PROBLEM STATEMENT>
Give back the whole listing exactly as shown.

════════════════════

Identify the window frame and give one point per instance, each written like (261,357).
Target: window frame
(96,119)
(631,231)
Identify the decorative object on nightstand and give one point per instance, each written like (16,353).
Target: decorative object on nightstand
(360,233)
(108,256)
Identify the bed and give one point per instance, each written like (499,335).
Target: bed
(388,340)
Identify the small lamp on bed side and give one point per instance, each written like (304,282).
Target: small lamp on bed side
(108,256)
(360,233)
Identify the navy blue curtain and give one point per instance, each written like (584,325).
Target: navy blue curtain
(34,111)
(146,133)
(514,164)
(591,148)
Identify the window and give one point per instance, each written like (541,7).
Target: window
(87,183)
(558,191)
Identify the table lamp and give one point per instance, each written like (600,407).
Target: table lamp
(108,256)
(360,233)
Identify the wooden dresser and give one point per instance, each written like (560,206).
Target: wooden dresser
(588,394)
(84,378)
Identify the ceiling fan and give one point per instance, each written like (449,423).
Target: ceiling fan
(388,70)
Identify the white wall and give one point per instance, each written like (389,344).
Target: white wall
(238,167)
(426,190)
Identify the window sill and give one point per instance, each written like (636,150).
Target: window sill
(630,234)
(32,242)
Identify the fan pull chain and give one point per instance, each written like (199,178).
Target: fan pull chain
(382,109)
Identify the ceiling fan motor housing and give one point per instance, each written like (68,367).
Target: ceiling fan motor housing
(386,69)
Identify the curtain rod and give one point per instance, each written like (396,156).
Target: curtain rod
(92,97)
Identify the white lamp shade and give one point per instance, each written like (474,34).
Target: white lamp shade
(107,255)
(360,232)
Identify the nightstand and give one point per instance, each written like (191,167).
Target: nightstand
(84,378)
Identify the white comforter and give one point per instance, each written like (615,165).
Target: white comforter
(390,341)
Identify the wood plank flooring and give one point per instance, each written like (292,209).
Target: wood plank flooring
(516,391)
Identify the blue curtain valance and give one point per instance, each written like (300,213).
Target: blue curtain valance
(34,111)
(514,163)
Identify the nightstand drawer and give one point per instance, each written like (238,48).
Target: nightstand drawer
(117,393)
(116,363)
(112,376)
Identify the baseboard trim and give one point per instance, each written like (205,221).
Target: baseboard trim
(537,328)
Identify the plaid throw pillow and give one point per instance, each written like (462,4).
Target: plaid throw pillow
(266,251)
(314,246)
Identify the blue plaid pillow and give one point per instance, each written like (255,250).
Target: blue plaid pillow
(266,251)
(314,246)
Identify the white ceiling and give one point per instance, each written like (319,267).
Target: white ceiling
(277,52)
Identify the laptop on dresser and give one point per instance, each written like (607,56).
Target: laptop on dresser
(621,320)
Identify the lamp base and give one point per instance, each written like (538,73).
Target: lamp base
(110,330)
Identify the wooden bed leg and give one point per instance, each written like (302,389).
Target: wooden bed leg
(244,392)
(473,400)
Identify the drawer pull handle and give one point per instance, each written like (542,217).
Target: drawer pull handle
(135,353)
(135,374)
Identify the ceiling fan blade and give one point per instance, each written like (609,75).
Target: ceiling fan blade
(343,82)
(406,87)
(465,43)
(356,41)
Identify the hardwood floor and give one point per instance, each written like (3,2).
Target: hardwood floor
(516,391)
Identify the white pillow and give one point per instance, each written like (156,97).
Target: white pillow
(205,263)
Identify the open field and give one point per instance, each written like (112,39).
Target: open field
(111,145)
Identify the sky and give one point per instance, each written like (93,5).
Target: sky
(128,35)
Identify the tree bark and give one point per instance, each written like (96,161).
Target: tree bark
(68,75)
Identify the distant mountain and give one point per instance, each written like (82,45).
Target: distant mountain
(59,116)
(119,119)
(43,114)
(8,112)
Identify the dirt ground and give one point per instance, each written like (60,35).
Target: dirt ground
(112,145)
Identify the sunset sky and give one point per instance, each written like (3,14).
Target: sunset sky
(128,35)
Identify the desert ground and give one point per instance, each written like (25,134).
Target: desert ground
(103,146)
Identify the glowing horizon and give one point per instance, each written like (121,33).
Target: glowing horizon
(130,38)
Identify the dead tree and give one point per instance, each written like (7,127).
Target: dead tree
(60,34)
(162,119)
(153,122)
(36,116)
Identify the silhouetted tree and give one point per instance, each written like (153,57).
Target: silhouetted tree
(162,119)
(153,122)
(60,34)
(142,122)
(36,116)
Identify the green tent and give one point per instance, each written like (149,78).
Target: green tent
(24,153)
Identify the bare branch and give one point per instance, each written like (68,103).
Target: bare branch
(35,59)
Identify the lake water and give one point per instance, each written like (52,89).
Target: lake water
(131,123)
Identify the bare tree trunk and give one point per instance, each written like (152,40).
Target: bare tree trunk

════════════════════

OUTPUT>
Identify the window frame and give one point per instance, each written like (261,357).
Target: window frame
(96,119)
(631,231)
Identify the decorative object on nightstand and give one point per instance, each written like (16,353).
Target: decorative object on nightstand
(360,233)
(108,256)
Identify the bed and give one point per instance, each written like (499,335).
Target: bed
(388,340)
Identify the small lamp on bed side and give one point per instance, each written like (304,282).
Target: small lamp on bed side
(108,256)
(360,233)
Identify the navy blue curtain and give one point per instance, each written like (584,325).
Target: navy blue curtain
(34,111)
(146,133)
(514,164)
(591,148)
Identify the window and give one point per instance, each written like (541,7).
Target: window
(87,183)
(558,191)
Identify the table lamp and give one point per instance, each written like (600,407).
Target: table lamp
(108,256)
(360,233)
Identify the wooden dresser and give one point per instance, each written like (560,206).
Target: wooden dresser
(588,394)
(84,378)
Identify the ceiling fan and give one point per instance, each written like (449,423).
Target: ceiling fan
(388,70)
Identify the white wall and give one point per instance, each written like (389,344).
Target: white wall
(238,167)
(426,190)
Identify the window sill and give one point per instance, each written like (636,150).
Target: window sill
(630,234)
(32,242)
Identify the fan pull chain and give one point per instance, each written like (199,178).
Target: fan pull chain
(382,109)
Identify the ceiling fan motor housing and give one point per instance, each written like (68,367).
Target: ceiling fan motor housing
(386,69)
Identify the curtain rod and give one point per instance, each written like (396,156).
Target: curtain rod
(92,97)
Identify the white lamp shade and give one point per instance, each written like (474,34).
Target: white lamp shade
(107,255)
(360,232)
Identify the nightstand and give one point per instance, each written like (191,167).
Target: nightstand
(84,378)
Identify the white comforter and give one point per instance, each written like (615,165).
Target: white comforter
(390,341)
Identify the wood plank flooring and give one point per instance, each written like (292,209).
Target: wood plank flooring
(516,391)
Identify the blue curtain valance and give one point per instance, each written like (300,213).
Target: blue curtain valance
(34,111)
(514,163)
Identify the nightstand drawer and give one point per instance, each written like (238,48).
Target: nightstand drawer
(117,393)
(116,363)
(112,376)
Identify the baseboard trim and give one point per instance, each written like (205,221).
Target: baseboard trim
(537,328)
Identify the plaid throw pillow and give one point per instance, each written like (462,4).
Target: plaid throw pillow
(266,251)
(314,246)
Identify the blue plaid pillow and give one point per instance, each written like (255,250).
Target: blue plaid pillow
(266,251)
(314,246)
Identify the white ceiling and give one point per instance, each written like (319,267).
Target: white ceiling
(277,52)
Identify the laptop on dresser and give one point per instance, each written like (607,56).
Target: laptop on dresser
(621,320)
Identify the lamp base and give one point per instance, each written like (538,73).
Target: lamp base
(110,330)
Identify the wooden bed leg and give one point per instance, each written like (302,389).
Target: wooden bed leg
(244,392)
(473,400)
Identify the drawer pull handle and give one point per instance, each written like (542,217).
Target: drawer pull handle
(135,353)
(135,374)
Identify the ceiling fan blade and give one point per instance, each written like (609,75).
Target: ceiling fan blade
(343,82)
(406,87)
(465,43)
(356,41)
Identify the hardwood floor and give one point per instance, each written like (3,2).
Target: hardwood floor
(516,391)
Identify the white pillow and give one point per instance, each written like (156,97).
Target: white pillow
(205,263)
Identify the open field and give one point per instance, each written like (112,39).
Target: open field
(111,145)
Identify the sky and give one point per instance, each written like (93,5).
Target: sky
(128,35)
Identify the tree bark and give one point per instance, each written like (96,161).
Target: tree bark
(68,75)
Identify the distant mountain and give one point per instance, each written like (82,45).
Target: distant mountain
(59,116)
(119,119)
(43,114)
(8,112)
Identify the dirt ground and give one point per instance, each written like (60,35).
Target: dirt ground
(112,145)
Identify the sunset sky and give one point per instance, each written like (3,14).
Target: sunset sky
(128,35)
Identify the desert ground and give one point per instance, each written like (25,134).
Target: desert ground
(103,146)
Identify the glowing horizon and give one point per instance, each written like (121,33).
Target: glowing horizon
(130,38)
Identify the dead tree and give one point per instance, each written like (7,127).
Target: dead tree
(60,34)
(162,119)
(153,122)
(36,116)
Identify the silhouetted tree and give one point per instance, each written like (153,57).
Target: silhouetted tree
(162,119)
(153,122)
(60,34)
(142,122)
(36,116)
Identify the green tent and give one point per instance, each written like (149,78).
Target: green tent
(24,153)
Identify the bare branch and give one point per instance, each written like (68,103).
Target: bare branch
(35,59)
Identify the lake water and give one point per instance, each written like (52,89).
Target: lake water
(131,123)
Identify the bare tree trunk and give one point per instance, each written like (152,40).
Target: bare tree trunk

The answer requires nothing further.